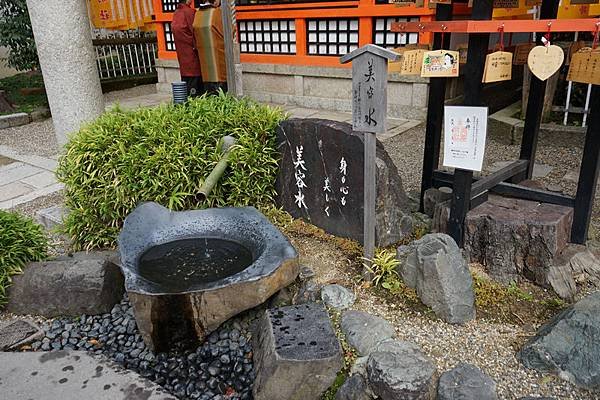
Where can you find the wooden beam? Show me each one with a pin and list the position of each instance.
(435, 111)
(514, 26)
(588, 174)
(478, 46)
(488, 182)
(535, 106)
(442, 178)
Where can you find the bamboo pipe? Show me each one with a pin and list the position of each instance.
(226, 143)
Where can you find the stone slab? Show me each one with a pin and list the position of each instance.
(296, 353)
(15, 333)
(74, 375)
(18, 173)
(41, 180)
(12, 190)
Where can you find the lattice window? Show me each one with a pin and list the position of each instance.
(170, 5)
(384, 37)
(332, 37)
(169, 38)
(268, 37)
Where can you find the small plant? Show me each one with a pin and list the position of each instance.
(519, 293)
(382, 266)
(21, 241)
(163, 155)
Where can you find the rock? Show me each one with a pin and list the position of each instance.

■ ■ ■ ■ ■ ■ ■

AIM OF THE EXERCISE:
Starting at the line that contains "Where can you find the small", retype each line through the end of the listing above and nothing else.

ANSWER TO THE PROBLEM:
Where can you find the small plant? Show me each one with a pin and list the position of each instance.
(519, 293)
(382, 266)
(21, 241)
(163, 155)
Where can you find the rock? Show me each one with a pin and list the position of each instance.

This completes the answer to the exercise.